TEXT FOR ANALYSIS:
= = = =
TCOM rural track graduate returns home to lead the ROME program
- May 31, 2023
- By: Steven Bartolotta
- Our People
She’s back! Dr. Maria Crompton is the Texas College of Osteopathic Medicine’s new director of Rural Medical Education at The University of North Texas Health Science Center at Fort Worth.
Crompton, a TCOM Rural Track graduate in 2008, has been a faculty member serving in both clinical and academic roles for three years since returning to Fort Worth from her rural east Texas practice.
“This means everything, more than I can describe in words,” Crompton said. “The training I had in medical school and residency, which I attribute to incredible preceptors and faculty, prepared me well for rural practice — so being able to now pay it forward is quite meaningful.
“I left a beautiful small town, a wonderful work family and an amazing patient panel that I miss dearly. I made a promise to my patients that I was leaving so that I could send out at least three more in my place, not just there but throughout Texas. I meant that. And this role certainly helps fulfill that promise.”
As the director of Rural Medical Education, Crompton will develop and implement a strategic plan to expand the programs, recruit and evaluate rural training sites for the Rural Scholars students on clinical rotations, and advance the ROME pre-clinical curriculum in preparation for rural practice.
One ROME outreach program is the Big Bend Border Wellness trip. This Medical mission takes a team of inter-professional learners interested in rural medicine for on-site training in remote areas. The students, faculty and residents provide free clinics offering health screenings, physical exams, OMT and personalized behavioral counseling in one of the most underserved areas of the state. Under Crompton’s leadership, TCOM students have also begun completing lifestyle assessments and screening patients for social determinants of health, creating individualized plans of action to address the patient’s whole health.
Crompton wants TCOM’s Rural Medical Education programs to increase its visionary collaborations with under-resourced areas as a way to give back and help create healthy sustainable communities throughout Texas, beginning with our dedicated rural training sites.
“I want the students to feel empowered by seeing that they can make an impact on health outcomes, even during training, and be seen as a value-add within these communities,” she said. “I hope our gratitude for our rural faculty and preceptor sites will become palpable.”
In the recent rankings released by U.S. News & World Report, TCOM was ranked No. 47 in the nation out of 161 schools for graduates practicing in rural areas. Of the 19 Rural Scholars graduating this month, 12 matched in family medicine, three matched in additional primary care fields of pediatrics and internal medicine, two in emergency medicine, one in a transitional year and one in anesthesiology.
Living rurally brings a wide range of hurdles that complicate whole health, such as transportation to health care providers, limited access to healthy food choices and chronic stress. Crompton is dual board certified in family medicine and lifestyle medicine, bringing a unique skill set to improve the health of these vulnerable populations.
“I think that being able to train all future physicians with a lifestyle medicine and preventive medicine lens is imperative,” Crompton said. “It is even more valuable when considering rural or any under-resourced locations. Maintaining focus on how to keep our communities well — physically, mentally and spiritually — will decrease much undue stress and financial burden that comes with managing chronic disease, improving quality of life and longevity.”
= = = =
Dataset excerpts:
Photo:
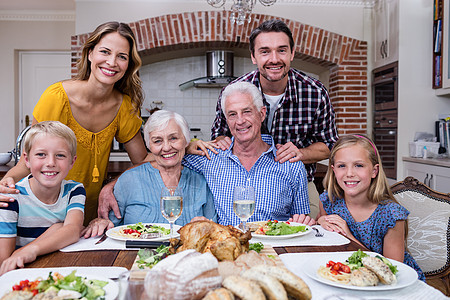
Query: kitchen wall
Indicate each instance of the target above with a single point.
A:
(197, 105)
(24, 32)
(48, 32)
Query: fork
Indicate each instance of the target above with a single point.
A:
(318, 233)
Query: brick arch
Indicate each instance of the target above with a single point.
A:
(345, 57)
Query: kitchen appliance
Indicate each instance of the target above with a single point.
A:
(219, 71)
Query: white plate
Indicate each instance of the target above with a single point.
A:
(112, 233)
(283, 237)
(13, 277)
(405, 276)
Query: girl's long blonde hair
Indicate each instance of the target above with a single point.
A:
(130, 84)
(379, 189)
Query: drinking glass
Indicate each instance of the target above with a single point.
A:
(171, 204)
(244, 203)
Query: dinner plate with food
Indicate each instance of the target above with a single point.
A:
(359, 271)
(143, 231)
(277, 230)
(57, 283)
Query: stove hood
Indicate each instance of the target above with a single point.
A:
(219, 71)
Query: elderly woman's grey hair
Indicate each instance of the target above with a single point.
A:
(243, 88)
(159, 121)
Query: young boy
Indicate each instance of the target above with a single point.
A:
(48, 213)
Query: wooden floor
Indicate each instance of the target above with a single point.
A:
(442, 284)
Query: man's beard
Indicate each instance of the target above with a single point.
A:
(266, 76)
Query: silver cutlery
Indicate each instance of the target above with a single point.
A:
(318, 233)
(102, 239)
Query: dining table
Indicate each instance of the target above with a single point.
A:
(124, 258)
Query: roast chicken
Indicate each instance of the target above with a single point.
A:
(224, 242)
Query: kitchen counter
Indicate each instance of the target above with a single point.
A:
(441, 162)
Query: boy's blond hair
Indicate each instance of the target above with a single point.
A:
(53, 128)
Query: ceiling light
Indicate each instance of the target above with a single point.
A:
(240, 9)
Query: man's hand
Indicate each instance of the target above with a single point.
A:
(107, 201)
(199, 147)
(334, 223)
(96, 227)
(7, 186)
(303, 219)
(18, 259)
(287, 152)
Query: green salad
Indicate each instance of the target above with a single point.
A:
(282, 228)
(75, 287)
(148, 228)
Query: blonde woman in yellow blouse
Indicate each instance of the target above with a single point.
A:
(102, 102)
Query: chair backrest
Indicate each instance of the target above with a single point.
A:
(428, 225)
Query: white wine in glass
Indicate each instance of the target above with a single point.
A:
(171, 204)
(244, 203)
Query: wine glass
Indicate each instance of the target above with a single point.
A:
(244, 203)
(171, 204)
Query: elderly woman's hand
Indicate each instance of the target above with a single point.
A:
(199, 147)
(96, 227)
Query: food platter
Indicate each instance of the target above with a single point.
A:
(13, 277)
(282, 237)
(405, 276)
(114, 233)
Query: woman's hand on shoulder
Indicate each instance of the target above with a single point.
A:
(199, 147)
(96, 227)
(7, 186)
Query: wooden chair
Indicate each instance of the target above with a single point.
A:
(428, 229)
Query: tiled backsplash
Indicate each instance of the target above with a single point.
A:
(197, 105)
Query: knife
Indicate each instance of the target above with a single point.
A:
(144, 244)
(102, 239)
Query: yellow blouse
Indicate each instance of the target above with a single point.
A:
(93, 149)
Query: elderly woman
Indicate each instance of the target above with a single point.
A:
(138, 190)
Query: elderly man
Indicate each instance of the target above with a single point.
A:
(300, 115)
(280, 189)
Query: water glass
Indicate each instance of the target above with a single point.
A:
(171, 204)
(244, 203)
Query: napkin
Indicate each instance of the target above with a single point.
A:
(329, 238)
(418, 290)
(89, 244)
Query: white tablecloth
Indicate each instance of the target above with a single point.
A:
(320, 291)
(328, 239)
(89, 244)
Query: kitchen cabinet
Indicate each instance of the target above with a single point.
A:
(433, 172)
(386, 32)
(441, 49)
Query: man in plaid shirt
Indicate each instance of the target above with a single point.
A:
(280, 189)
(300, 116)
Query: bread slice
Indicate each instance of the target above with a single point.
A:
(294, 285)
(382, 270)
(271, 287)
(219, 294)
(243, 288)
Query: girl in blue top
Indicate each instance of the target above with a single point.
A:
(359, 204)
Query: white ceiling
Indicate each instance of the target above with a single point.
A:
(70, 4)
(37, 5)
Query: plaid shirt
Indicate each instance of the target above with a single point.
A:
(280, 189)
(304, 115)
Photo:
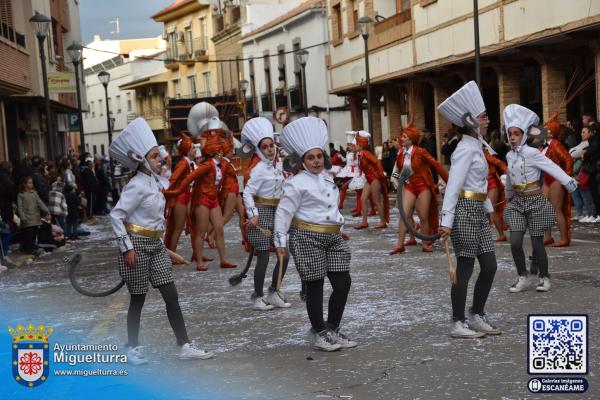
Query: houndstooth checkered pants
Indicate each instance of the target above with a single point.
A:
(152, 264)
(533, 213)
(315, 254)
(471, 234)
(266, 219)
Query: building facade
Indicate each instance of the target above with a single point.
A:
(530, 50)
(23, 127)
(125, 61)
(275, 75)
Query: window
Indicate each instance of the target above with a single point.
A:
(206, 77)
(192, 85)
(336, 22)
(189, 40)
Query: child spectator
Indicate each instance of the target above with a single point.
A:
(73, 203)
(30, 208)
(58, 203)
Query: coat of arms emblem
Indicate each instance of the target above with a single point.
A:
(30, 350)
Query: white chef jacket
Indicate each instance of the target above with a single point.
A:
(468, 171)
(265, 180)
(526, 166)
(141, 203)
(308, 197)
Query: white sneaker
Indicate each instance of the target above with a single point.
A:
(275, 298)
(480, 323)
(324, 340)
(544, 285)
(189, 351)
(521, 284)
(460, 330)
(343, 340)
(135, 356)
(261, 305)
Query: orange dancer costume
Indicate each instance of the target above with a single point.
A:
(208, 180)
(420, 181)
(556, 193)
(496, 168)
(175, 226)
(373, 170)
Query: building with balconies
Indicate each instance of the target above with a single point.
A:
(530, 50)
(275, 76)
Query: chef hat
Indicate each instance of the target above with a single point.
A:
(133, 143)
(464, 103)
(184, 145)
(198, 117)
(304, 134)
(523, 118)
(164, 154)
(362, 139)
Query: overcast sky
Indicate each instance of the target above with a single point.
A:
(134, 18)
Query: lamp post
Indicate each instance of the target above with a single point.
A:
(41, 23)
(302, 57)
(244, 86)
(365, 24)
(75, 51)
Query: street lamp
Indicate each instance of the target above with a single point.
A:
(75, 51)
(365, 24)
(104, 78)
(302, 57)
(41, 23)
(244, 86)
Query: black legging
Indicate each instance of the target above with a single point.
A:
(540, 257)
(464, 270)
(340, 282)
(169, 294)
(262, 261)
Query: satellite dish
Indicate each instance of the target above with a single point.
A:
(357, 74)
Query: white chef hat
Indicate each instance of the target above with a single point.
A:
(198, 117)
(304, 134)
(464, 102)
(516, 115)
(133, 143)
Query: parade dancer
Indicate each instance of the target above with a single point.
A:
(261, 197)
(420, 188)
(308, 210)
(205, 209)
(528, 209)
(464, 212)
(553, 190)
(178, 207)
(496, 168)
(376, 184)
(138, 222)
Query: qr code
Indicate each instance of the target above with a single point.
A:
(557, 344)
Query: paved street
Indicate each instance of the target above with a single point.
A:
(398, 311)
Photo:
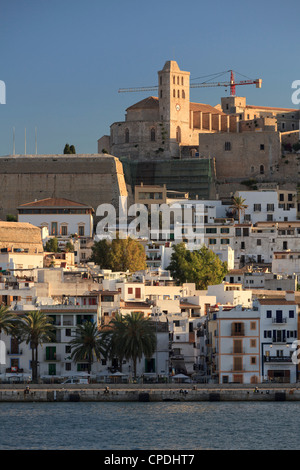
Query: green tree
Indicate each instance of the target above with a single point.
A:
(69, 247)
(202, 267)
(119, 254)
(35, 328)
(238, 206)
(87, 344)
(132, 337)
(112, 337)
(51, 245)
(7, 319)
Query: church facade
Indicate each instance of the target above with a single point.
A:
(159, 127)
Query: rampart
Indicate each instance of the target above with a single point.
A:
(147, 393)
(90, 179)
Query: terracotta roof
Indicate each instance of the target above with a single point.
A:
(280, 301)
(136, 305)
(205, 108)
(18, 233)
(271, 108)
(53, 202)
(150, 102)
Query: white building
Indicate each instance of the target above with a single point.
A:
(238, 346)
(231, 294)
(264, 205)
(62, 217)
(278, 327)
= = = =
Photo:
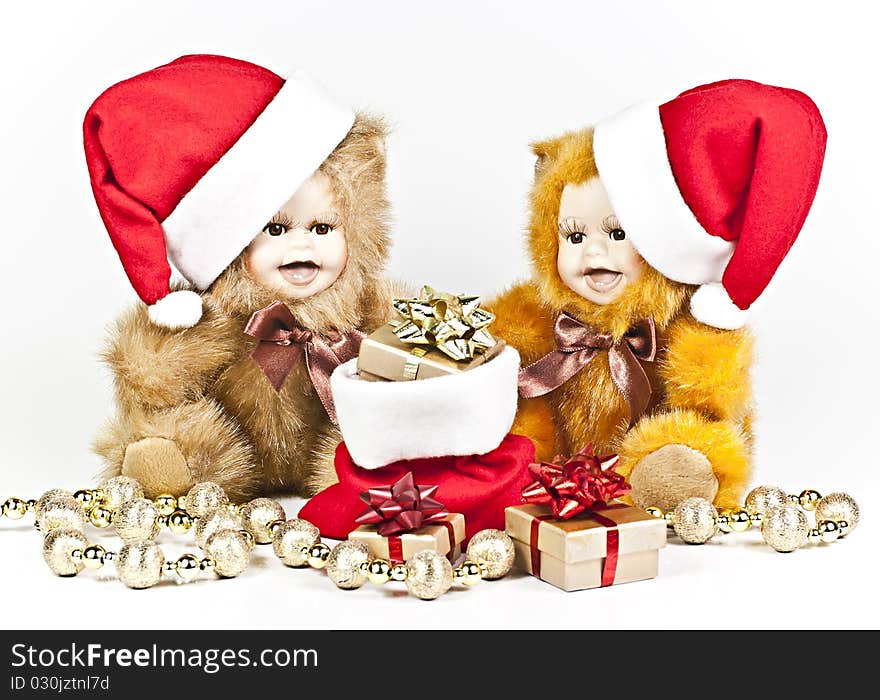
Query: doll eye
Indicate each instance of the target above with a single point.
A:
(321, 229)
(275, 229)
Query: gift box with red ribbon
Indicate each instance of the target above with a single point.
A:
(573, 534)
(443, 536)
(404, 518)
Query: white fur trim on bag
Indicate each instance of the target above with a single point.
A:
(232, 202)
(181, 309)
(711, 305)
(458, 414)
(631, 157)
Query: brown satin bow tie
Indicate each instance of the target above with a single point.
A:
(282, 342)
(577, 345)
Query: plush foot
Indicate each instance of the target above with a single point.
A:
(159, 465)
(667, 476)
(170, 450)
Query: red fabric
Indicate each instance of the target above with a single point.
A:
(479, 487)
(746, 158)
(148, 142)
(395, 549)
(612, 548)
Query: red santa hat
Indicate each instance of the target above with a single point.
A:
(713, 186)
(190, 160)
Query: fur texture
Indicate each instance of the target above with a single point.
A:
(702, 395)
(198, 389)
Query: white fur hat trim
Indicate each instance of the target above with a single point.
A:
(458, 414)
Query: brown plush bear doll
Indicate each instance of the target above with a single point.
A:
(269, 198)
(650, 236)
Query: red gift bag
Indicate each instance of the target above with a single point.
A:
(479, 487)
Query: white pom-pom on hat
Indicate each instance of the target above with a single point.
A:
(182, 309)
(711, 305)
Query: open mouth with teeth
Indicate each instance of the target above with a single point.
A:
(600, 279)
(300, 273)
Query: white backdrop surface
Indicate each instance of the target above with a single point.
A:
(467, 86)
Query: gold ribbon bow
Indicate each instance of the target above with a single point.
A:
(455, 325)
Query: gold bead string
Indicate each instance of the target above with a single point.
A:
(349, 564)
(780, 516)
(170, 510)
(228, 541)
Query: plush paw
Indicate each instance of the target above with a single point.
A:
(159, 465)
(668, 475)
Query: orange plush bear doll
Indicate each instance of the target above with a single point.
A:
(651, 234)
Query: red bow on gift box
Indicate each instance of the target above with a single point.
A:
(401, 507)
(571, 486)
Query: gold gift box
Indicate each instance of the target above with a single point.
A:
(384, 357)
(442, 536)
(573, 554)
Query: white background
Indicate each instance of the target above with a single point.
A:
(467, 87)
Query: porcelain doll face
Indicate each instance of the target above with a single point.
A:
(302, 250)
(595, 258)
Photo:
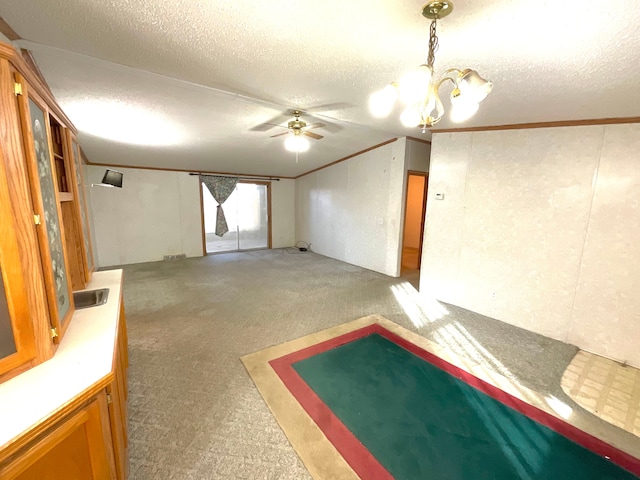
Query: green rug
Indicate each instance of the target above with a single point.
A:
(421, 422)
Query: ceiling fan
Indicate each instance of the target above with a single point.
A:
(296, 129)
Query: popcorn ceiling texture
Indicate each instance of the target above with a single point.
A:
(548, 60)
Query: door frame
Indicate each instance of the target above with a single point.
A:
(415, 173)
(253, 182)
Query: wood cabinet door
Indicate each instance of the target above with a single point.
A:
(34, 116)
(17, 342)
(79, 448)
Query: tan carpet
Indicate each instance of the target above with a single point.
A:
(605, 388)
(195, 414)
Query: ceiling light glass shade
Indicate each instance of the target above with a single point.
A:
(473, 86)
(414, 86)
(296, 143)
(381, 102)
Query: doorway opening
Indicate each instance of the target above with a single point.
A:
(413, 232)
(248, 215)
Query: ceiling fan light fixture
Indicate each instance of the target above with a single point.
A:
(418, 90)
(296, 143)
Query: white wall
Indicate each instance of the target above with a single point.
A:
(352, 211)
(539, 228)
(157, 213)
= = = =
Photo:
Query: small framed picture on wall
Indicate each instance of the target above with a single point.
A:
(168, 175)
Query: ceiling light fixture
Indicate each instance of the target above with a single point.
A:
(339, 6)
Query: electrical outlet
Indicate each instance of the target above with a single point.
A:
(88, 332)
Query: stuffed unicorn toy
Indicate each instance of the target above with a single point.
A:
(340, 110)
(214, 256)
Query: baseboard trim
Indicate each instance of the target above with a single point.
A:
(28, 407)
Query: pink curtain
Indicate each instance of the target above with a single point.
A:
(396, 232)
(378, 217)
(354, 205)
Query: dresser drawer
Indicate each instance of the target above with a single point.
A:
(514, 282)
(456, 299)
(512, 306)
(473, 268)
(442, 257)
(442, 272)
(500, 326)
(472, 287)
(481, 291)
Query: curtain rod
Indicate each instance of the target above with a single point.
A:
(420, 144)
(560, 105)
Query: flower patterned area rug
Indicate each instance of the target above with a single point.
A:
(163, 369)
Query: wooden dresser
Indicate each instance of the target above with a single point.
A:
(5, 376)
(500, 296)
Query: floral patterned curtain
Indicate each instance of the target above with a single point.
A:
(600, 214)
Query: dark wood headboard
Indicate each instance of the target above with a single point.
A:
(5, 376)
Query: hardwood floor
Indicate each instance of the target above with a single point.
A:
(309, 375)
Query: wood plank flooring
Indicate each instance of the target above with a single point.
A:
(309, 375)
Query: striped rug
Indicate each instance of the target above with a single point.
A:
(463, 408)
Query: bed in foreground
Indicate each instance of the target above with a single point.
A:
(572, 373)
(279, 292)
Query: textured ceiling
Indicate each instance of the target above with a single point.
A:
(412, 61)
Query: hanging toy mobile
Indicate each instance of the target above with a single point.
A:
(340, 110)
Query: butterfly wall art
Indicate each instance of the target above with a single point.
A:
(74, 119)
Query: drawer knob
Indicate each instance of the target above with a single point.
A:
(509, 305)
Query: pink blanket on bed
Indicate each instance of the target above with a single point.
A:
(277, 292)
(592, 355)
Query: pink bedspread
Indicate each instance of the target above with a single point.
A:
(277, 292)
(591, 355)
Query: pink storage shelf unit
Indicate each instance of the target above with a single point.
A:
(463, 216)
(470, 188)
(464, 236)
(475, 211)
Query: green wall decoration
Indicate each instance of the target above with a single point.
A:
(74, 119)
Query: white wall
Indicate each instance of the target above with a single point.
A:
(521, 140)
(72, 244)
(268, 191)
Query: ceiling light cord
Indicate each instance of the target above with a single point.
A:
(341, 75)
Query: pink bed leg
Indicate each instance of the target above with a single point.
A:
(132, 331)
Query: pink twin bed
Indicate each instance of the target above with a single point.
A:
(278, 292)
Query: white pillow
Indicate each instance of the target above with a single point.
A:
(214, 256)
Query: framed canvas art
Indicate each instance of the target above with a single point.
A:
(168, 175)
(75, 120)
= = = =
TASK TO COMPLETE:
In the article about Maria Crompton's new role, take the passage starting at "TCOM rural track graduate returns" and ending at "is quite meaningful." and give it again, swapping "faculty member" for "staff member".

SOLVED EXERCISE:
TCOM rural track graduate returns home to lead the ROME program
- May 31, 2023
- By: Steven Bartolotta
- Our People
She’s back! Dr. Maria Crompton is the Texas College of Osteopathic Medicine’s new director of Rural Medical Education at The University of North Texas Health Science Center at Fort Worth.
Crompton, a TCOM Rural Track graduate in 2008, has been a staff member serving in both clinical and academic roles for three years since returning to Fort Worth from her rural east Texas practice.
“This means everything, more than I can describe in words,” Crompton said. “The training I had in medical school and residency, which I attribute to incredible preceptors and faculty, prepared me well for rural practice — so being able to now pay it forward is quite meaningful.